THE PROBLEM:
Count the lines below holding "pedestrian" and answer with that number only.

-- DATA SECTION follows --

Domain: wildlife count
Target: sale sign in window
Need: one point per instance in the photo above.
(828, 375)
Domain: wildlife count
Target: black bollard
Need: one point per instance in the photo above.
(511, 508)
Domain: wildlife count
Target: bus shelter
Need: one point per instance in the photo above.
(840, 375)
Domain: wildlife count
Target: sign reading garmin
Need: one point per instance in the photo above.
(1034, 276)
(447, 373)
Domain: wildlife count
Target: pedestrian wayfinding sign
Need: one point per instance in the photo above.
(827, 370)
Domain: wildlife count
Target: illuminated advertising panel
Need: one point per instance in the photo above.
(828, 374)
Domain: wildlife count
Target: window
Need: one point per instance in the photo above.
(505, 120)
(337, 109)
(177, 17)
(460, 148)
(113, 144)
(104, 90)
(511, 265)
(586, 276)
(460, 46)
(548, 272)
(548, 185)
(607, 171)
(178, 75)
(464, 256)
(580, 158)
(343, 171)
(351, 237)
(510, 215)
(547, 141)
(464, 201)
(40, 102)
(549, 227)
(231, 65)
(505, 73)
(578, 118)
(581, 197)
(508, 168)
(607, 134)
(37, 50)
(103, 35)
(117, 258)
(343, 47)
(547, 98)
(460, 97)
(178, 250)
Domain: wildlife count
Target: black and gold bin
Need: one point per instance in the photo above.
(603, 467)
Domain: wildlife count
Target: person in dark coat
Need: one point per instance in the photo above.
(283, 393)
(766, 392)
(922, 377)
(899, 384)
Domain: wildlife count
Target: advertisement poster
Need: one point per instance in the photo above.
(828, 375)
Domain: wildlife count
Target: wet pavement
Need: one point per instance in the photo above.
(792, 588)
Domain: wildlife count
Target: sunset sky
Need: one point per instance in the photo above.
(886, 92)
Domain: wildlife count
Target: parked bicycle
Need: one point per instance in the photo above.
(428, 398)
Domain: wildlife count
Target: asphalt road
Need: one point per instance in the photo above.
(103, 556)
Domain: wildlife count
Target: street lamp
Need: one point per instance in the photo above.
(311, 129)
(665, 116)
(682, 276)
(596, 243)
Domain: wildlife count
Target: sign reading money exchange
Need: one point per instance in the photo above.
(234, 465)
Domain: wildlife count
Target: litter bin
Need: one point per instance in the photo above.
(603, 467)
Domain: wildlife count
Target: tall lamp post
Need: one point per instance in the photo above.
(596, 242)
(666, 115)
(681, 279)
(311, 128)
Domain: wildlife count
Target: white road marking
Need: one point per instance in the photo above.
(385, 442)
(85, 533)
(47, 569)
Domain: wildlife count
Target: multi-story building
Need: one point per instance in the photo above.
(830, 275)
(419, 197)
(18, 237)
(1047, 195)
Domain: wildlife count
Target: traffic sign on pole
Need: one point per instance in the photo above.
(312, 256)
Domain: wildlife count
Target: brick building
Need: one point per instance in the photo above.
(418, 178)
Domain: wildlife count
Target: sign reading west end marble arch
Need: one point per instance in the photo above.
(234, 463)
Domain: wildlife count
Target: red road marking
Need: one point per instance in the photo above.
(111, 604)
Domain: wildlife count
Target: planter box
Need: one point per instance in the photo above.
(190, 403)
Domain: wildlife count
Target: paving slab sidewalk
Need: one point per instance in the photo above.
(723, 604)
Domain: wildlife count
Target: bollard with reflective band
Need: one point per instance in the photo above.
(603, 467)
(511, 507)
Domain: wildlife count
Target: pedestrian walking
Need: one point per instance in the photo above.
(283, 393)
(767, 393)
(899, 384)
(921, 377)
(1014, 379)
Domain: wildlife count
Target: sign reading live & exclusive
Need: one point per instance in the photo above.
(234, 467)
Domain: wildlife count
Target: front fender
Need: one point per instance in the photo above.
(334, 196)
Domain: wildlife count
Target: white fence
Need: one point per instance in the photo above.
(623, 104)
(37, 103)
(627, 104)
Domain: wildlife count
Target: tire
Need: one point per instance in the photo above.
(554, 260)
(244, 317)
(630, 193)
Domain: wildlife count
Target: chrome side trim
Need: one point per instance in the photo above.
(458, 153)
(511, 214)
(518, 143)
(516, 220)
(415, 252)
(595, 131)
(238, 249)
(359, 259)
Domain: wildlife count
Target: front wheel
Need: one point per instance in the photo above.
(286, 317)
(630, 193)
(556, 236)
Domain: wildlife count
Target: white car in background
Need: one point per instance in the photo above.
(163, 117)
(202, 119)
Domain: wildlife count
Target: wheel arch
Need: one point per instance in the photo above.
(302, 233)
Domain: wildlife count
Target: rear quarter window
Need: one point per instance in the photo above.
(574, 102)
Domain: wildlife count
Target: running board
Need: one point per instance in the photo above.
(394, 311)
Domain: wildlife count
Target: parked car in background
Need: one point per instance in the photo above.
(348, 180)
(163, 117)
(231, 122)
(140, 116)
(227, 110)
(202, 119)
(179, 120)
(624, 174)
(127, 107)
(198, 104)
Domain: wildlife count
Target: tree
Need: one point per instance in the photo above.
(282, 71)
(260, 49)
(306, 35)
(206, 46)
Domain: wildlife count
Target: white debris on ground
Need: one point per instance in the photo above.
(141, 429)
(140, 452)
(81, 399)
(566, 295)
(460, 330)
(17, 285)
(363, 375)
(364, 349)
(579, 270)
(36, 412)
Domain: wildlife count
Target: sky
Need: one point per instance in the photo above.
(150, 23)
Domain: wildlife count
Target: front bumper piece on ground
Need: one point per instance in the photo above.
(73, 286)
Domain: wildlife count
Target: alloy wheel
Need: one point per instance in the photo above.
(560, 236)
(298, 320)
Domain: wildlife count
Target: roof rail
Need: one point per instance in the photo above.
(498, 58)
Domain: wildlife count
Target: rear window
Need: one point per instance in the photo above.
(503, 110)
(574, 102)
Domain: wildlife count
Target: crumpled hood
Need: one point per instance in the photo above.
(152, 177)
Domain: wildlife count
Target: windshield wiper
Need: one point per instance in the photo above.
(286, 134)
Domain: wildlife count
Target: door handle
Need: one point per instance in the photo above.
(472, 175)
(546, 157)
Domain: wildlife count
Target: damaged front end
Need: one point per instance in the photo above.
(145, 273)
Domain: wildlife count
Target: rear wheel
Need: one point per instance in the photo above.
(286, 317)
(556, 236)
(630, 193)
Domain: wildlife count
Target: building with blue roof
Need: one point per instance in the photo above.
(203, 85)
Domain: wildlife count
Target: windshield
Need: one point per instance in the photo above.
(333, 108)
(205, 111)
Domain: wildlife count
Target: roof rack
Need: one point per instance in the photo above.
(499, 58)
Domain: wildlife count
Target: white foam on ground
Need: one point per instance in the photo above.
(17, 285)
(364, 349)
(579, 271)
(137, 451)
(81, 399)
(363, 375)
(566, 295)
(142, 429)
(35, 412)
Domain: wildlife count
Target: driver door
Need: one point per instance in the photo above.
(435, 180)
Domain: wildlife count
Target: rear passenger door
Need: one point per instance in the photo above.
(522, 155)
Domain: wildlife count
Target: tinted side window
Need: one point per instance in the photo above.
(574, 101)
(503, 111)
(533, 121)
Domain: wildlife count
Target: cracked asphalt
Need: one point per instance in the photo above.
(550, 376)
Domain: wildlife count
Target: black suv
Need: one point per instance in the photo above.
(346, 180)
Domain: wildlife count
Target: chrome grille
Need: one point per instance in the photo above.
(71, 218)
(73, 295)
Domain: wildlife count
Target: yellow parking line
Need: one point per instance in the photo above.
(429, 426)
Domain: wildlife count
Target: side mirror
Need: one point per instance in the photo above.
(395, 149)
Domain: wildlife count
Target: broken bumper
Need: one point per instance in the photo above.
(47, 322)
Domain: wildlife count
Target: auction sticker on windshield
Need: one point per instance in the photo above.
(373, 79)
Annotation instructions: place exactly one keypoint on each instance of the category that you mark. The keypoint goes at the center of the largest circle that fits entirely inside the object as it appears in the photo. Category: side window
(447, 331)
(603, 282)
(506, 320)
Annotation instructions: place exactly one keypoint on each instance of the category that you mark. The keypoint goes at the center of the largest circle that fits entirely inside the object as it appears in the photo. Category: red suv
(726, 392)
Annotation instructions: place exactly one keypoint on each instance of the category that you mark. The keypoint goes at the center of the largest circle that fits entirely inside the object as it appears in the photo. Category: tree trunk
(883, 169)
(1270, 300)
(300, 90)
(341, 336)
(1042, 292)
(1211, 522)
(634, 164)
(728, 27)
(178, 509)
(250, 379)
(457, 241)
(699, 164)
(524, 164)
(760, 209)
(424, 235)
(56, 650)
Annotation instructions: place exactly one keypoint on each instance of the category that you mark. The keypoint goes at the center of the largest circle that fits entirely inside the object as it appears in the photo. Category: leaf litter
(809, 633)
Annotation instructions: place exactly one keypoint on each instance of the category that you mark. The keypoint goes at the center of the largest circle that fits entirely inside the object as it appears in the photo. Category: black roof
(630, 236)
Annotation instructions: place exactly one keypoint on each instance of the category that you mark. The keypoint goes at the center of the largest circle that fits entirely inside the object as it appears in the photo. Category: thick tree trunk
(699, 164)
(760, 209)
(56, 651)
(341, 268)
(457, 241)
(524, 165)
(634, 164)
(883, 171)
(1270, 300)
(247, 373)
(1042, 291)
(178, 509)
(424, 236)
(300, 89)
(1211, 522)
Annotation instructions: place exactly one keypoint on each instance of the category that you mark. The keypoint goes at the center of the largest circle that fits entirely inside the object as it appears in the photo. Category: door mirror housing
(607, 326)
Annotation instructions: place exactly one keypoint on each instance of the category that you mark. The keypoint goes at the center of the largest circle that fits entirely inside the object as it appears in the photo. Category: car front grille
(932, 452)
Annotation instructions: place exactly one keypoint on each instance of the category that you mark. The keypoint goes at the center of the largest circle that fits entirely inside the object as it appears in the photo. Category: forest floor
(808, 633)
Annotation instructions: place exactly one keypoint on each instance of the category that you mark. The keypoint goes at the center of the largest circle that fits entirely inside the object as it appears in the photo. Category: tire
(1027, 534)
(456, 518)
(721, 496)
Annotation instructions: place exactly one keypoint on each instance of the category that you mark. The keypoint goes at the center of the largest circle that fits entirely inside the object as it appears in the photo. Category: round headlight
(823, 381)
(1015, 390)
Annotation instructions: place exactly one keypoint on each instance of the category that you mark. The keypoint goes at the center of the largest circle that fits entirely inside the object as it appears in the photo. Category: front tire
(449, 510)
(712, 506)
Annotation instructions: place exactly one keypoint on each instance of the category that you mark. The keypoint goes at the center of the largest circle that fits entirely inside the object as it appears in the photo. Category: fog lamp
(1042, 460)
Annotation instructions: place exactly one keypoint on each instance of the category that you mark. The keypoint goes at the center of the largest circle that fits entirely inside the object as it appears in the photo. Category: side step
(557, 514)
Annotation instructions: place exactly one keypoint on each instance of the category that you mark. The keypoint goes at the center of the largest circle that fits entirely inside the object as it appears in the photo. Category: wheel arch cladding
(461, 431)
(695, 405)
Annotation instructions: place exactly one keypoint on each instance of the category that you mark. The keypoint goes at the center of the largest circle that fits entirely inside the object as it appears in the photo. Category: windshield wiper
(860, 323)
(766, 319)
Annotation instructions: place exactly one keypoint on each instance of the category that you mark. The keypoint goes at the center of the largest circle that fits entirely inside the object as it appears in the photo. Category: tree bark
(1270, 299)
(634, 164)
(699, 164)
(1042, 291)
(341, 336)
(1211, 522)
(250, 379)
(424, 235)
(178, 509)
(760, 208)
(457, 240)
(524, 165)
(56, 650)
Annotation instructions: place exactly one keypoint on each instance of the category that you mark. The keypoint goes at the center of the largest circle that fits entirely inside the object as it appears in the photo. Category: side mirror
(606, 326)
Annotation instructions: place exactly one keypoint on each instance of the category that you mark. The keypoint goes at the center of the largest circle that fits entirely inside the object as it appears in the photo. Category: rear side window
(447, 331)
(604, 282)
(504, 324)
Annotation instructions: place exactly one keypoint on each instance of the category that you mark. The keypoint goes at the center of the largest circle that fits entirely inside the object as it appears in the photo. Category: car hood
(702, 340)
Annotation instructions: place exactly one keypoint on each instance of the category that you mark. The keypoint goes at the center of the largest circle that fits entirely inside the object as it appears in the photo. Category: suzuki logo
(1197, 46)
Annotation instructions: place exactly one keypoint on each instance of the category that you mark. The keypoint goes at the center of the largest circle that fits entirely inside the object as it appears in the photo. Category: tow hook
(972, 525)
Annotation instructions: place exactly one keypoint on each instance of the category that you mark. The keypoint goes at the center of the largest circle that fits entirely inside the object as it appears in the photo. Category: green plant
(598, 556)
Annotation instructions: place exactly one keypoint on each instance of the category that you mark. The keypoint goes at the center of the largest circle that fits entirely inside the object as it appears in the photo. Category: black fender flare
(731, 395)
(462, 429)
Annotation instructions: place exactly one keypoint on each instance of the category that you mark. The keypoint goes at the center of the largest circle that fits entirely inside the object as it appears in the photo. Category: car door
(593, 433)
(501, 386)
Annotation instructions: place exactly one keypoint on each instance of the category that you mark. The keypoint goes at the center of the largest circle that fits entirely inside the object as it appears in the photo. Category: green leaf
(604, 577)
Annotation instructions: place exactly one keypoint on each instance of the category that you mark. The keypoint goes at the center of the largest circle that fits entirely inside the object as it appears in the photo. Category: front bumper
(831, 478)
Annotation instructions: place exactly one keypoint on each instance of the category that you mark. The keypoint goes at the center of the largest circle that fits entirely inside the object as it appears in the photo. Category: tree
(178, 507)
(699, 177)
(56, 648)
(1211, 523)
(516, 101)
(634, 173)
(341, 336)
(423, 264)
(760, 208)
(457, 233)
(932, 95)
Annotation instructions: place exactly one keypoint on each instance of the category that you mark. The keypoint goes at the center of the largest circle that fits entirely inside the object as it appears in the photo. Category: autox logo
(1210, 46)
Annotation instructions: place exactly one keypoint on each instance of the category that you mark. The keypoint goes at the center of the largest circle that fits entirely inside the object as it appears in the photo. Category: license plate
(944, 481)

-- DATA SECTION concluded --

OUTPUT OF THE EXERCISE:
2